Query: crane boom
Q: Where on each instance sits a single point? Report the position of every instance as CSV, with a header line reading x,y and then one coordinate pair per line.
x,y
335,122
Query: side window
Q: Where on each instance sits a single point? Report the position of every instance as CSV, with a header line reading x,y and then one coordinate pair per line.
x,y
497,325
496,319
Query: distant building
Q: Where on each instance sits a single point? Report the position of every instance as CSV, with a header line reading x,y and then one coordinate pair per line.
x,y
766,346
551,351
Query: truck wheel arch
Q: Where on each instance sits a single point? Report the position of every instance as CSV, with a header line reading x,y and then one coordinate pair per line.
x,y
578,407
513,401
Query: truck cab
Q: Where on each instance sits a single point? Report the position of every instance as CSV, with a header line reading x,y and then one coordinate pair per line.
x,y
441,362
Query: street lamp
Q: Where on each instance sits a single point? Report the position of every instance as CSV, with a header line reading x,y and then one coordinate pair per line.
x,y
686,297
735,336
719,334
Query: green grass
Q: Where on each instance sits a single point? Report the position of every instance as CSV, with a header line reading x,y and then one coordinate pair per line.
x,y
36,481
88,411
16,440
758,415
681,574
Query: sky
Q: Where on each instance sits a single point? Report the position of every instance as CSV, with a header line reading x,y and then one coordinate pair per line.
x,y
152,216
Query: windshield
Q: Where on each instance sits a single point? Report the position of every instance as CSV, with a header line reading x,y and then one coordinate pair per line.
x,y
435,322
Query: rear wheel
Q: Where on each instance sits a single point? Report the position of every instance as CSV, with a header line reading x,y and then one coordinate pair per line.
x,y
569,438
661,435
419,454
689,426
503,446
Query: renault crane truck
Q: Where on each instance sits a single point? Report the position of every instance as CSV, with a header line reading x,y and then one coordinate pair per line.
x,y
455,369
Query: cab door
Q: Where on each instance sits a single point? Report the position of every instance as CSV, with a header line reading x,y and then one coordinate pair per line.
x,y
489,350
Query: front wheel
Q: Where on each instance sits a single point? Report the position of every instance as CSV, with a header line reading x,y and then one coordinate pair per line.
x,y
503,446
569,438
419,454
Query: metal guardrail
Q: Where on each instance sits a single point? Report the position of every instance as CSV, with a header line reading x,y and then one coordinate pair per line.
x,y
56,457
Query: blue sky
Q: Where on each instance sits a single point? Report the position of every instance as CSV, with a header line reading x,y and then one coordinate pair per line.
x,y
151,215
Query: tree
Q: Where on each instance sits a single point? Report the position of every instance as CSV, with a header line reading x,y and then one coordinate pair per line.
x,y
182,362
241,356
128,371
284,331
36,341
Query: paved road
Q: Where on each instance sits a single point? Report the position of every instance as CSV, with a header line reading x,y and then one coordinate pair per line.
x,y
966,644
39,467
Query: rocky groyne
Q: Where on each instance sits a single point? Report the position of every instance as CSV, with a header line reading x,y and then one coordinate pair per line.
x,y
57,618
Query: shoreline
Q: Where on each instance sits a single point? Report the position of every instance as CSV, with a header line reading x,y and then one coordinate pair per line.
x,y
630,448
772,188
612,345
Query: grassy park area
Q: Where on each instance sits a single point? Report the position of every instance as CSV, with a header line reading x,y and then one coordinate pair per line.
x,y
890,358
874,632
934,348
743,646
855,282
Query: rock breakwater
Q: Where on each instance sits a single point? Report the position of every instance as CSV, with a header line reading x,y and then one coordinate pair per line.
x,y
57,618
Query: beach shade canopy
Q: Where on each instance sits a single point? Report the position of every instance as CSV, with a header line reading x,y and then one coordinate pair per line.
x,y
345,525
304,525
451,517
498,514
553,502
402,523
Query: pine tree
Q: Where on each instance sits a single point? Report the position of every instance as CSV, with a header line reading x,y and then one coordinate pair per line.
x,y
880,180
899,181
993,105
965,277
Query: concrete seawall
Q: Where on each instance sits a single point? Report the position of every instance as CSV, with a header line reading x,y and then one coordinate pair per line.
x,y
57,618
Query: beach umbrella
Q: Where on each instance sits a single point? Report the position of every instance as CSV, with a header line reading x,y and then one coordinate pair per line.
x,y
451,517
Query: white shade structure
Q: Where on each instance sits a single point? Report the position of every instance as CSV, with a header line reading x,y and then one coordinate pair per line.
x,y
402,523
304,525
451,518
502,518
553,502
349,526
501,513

********************

■ **What is being asked**: Copy all the records above exactly, missing none.

■ **Answer**:
Query: crane boom
Q: Where on each instance sits a single point? Report the position of every instance as CSV, with a header line reading x,y and then one coordinate pair per line.
x,y
335,122
Query: side window
Q: Where on each instance sits a single point? Report the position of every instance as CSV, with a header line reading x,y and then one coordinate pair per line.
x,y
497,325
496,319
Query: distant building
Q: Where on each instance sits a single point? Report the position of every instance as CSV, with a header line reading x,y and then one coordinate pair per line.
x,y
766,346
551,351
Query: truck wheel arch
Q: Where on each instance sits a single point? Report the position of every instance as CSV, with a header line reading x,y and then one coordinate pair per line.
x,y
578,407
513,401
Query: truck cab
Q: Where on each instance sits a single point? Report the position of every instance as CSV, with a header line reading x,y and then one coordinate pair per line.
x,y
441,362
Query: street lamp
Q: Where on each instance sits a single point? Report the position of every instance as CSV, with a header line reading x,y and then one coordinate pair per line.
x,y
686,297
735,336
719,334
Query: green grass
Q: Where on each instance sits a single point? Report the position of every instance as CSV, with a header line reading x,y and then one coordinate pair per line.
x,y
36,481
88,411
16,440
758,415
681,574
Query: sky
Q: Where on each instance sits a single point? Report the position of every instance as CSV, with a header line reading x,y and then one coordinate pair per line.
x,y
152,216
Query: windshield
Q: Where on each instance sits a single point? Report the position of every instance as CSV, with a header line reading x,y and then one coordinate pair per line.
x,y
435,322
Query: rear wheel
Q: Where on each instance sits a single point? Report the position of every instance as CSV, with a header line reading x,y and then one coordinate pair per line.
x,y
569,438
661,435
419,454
689,426
503,446
Query: renault crane truck
Q: Where on each instance sits a single point? Report the position of every instance as CSV, with a header line reading x,y and then one coordinate pair per line.
x,y
455,369
Query: cab door
Q: Where on each instance sits a single point? Report the position of every instance as CSV, with a header line reading x,y and then one coordinate pair per line.
x,y
489,350
Query: front wheel
Q: Where on each instance sits a single point? Report the position of every instance as CSV, with a header line reading x,y and then one coordinate pair per line.
x,y
503,446
569,438
419,454
Query: metal guardrail
Q: Where on each instance sits a single point? Report the position of every instance as CSV, with a header line reading x,y and then one coordinate pair per line.
x,y
56,457
Query: blue sky
Q: Where on each instance sits a single point? Report the position of every instance as CSV, with a header line reading x,y and then one coordinate pair per line.
x,y
151,215
Query: tree
Q: Where on each instance sits a single point? Report the position of every instance as CSV, with a header line reading x,y and then one coordinate pair per line.
x,y
182,362
241,356
128,371
284,331
36,341
Query: paved road
Q: Where on each instance sits a single point? Report the position of every instance as CSV, with a header line reading x,y and then one coordinate pair per line.
x,y
966,644
39,467
Query: rocky groyne
Q: Where on each instance sits a single point? Report the position of every instance as CSV, with a header line reading x,y and then one coordinate pair per line.
x,y
57,618
Query: shoreline
Q: Where on each instance sits a single point? Report the position of every instance as CSV, with a header line reading x,y and then one coordinate pair per line.
x,y
630,448
772,188
612,345
Query: grassy park area
Q: Where on each instance sits a single point? Report the position of every instance as CSV, with a header line reading x,y and then one coordinate pair per line.
x,y
890,358
874,632
934,348
743,646
855,282
Query: rock breakwater
Q: Where on each instance sits a single point? Report the position of every instance as CSV, with a header line reading x,y and then one coordinate pair per line.
x,y
57,618
Query: beach shade canopy
Q: Where on each instance sits a single point? Report the position of every instance as CSV, with a header line reading x,y and then one coordinate pair per line.
x,y
345,525
304,525
451,517
498,514
553,502
402,523
Query: pine tree
Q: Where on each instance sits a single point? Report the position of every instance as CSV, with a header line reading x,y and then one coordinate pair per line.
x,y
880,180
899,181
993,105
965,277
Query: concrete seawall
Q: Where on each instance sits a single point? Report the position of every instance as CSV, with a header line reading x,y and then one coordinate pair per line.
x,y
57,618
Query: beach umbrella
Q: Where on each instance sits a single point? Report the position of every instance as CSV, with a header line reading x,y and then one coordinate pair per line.
x,y
451,517
Query: white shade structure
Q: Where on each instance sits a single point? Report the position of every instance as CSV, with a header line reading x,y and then one coordinate pair per line.
x,y
402,523
304,525
451,518
502,518
553,502
349,526
501,513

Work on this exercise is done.